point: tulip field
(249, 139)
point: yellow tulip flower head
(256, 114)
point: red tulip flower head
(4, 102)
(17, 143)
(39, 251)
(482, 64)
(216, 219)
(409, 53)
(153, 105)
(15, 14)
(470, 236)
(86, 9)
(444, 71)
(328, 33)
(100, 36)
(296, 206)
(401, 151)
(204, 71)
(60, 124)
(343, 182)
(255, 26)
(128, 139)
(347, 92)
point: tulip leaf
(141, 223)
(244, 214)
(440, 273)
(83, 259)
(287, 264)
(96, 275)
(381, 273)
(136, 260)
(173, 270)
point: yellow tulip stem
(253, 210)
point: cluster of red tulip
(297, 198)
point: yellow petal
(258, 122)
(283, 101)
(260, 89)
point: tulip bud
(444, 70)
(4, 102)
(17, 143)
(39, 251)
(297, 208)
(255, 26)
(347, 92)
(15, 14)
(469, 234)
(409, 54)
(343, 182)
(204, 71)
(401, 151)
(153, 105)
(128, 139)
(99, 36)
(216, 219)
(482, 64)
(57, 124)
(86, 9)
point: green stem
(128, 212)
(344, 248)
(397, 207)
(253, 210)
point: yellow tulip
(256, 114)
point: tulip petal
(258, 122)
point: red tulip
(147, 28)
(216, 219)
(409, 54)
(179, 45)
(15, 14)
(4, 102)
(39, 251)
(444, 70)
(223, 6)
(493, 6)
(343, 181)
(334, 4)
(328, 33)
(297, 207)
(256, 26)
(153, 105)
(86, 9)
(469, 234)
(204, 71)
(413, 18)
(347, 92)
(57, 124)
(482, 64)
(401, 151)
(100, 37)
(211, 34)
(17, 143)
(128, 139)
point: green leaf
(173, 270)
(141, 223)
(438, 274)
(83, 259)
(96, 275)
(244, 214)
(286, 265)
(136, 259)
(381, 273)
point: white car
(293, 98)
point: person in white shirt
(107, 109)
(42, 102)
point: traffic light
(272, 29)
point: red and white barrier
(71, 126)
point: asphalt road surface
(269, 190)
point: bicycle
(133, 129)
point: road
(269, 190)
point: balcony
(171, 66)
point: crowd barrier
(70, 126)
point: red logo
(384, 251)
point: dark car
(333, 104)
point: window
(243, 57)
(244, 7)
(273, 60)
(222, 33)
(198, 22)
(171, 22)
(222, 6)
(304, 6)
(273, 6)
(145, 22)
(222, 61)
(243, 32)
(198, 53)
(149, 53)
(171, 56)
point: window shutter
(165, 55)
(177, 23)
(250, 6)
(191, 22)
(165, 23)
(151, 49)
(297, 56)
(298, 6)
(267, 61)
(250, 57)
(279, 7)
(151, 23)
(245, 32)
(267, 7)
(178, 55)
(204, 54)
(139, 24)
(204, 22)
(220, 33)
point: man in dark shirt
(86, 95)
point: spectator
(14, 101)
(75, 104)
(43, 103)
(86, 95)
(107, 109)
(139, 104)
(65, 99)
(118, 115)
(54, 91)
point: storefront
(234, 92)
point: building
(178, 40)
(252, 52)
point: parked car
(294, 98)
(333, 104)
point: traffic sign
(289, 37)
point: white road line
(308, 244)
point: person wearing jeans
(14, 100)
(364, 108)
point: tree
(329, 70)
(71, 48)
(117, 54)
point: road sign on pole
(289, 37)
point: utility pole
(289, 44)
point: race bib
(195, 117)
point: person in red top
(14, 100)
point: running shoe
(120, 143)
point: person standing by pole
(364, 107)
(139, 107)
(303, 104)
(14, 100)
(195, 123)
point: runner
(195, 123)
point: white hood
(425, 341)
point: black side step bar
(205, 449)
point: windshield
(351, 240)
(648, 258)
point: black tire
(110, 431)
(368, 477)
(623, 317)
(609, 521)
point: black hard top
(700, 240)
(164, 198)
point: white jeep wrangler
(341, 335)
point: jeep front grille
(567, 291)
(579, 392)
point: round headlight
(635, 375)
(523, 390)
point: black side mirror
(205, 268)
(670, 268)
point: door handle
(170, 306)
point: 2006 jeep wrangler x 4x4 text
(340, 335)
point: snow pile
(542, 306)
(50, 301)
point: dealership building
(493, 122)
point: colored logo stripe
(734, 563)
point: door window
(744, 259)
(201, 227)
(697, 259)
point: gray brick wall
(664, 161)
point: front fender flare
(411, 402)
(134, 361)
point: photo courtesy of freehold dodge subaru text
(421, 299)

================

- ABOUT THIS EXERCISE: Transcribe all of the material exactly. Omit nothing.

- RESPONSE BELOW:
point: tulip field
(249, 139)
point: yellow tulip flower head
(256, 114)
point: red tulip flower head
(4, 102)
(17, 143)
(39, 251)
(482, 64)
(216, 219)
(409, 53)
(153, 105)
(15, 14)
(470, 236)
(86, 9)
(444, 71)
(328, 33)
(100, 36)
(296, 206)
(401, 151)
(204, 71)
(60, 124)
(343, 182)
(255, 26)
(128, 139)
(347, 92)
point: tulip leaf
(141, 223)
(244, 214)
(440, 273)
(83, 259)
(287, 264)
(96, 275)
(381, 273)
(136, 260)
(173, 270)
point: yellow tulip stem
(253, 210)
point: cluster of red tulip
(297, 198)
point: yellow petal
(258, 122)
(283, 101)
(260, 89)
point: tulip bud
(444, 70)
(4, 102)
(17, 143)
(39, 251)
(297, 208)
(255, 26)
(347, 92)
(15, 14)
(469, 234)
(409, 54)
(343, 182)
(204, 71)
(401, 151)
(153, 105)
(128, 139)
(99, 36)
(216, 219)
(482, 64)
(57, 124)
(86, 9)
point: green stem
(128, 212)
(344, 248)
(397, 207)
(253, 210)
point: yellow tulip
(256, 114)
point: tulip petal
(258, 122)
point: red tulip
(147, 28)
(216, 219)
(409, 54)
(179, 45)
(15, 14)
(4, 102)
(39, 251)
(444, 70)
(223, 6)
(493, 6)
(343, 181)
(334, 4)
(328, 33)
(297, 207)
(256, 26)
(153, 105)
(86, 9)
(469, 234)
(204, 71)
(413, 18)
(347, 92)
(57, 124)
(482, 64)
(401, 151)
(100, 37)
(211, 34)
(17, 143)
(128, 139)
point: green leaf
(173, 270)
(141, 223)
(438, 274)
(83, 259)
(96, 275)
(244, 214)
(286, 265)
(136, 259)
(381, 273)
point: white car
(293, 98)
point: person in white shirt
(107, 109)
(42, 102)
point: traffic light
(272, 29)
point: red and white barrier
(71, 126)
point: asphalt road surface
(269, 190)
point: bicycle
(133, 129)
point: road
(269, 190)
point: balcony
(171, 66)
point: crowd barrier
(70, 126)
point: red logo
(384, 251)
point: dark car
(333, 104)
point: window
(243, 57)
(244, 7)
(273, 60)
(222, 33)
(198, 22)
(171, 22)
(222, 6)
(304, 6)
(273, 6)
(145, 22)
(222, 61)
(243, 32)
(198, 53)
(149, 53)
(171, 56)
point: window shutter
(165, 55)
(177, 23)
(250, 6)
(191, 22)
(165, 23)
(151, 49)
(297, 56)
(298, 6)
(267, 61)
(250, 57)
(279, 7)
(151, 23)
(245, 32)
(267, 7)
(178, 55)
(204, 54)
(139, 24)
(204, 22)
(220, 33)
point: man in dark shirt
(86, 95)
point: spectator
(14, 101)
(75, 104)
(43, 103)
(86, 95)
(107, 109)
(139, 104)
(65, 99)
(118, 115)
(54, 91)
point: storefront
(234, 92)
point: building
(178, 40)
(252, 52)
point: parked car
(294, 98)
(333, 104)
point: traffic sign
(289, 37)
point: white road line
(308, 244)
point: person wearing jeans
(14, 100)
(364, 108)
point: tree
(329, 70)
(71, 48)
(117, 54)
point: road sign on pole
(289, 37)
point: utility pole
(289, 44)
point: race bib
(195, 117)
point: person in red top
(14, 100)
point: running shoe
(120, 143)
point: person standing by pole
(364, 107)
(139, 107)
(303, 104)
(14, 100)
(195, 123)
point: runner
(195, 123)
point: white hood
(425, 341)
point: black side step bar
(205, 449)
point: windshield
(351, 240)
(648, 258)
point: black tire
(110, 431)
(368, 477)
(623, 317)
(609, 521)
point: black hard top
(700, 240)
(164, 198)
point: white jeep wrangler
(341, 335)
point: jeep front grille
(567, 291)
(579, 392)
point: round headlight
(635, 375)
(523, 390)
point: black side mirror
(205, 268)
(670, 268)
point: door handle
(170, 306)
point: 2006 jeep wrangler x 4x4 text
(340, 335)
point: snow pile
(542, 306)
(50, 301)
point: dealership building
(493, 122)
point: colored logo stripe
(734, 563)
point: door window
(744, 259)
(201, 227)
(697, 259)
point: gray brick wall
(664, 161)
point: front fender flare
(411, 402)
(134, 361)
point: photo courtesy of freehold dodge subaru text
(421, 299)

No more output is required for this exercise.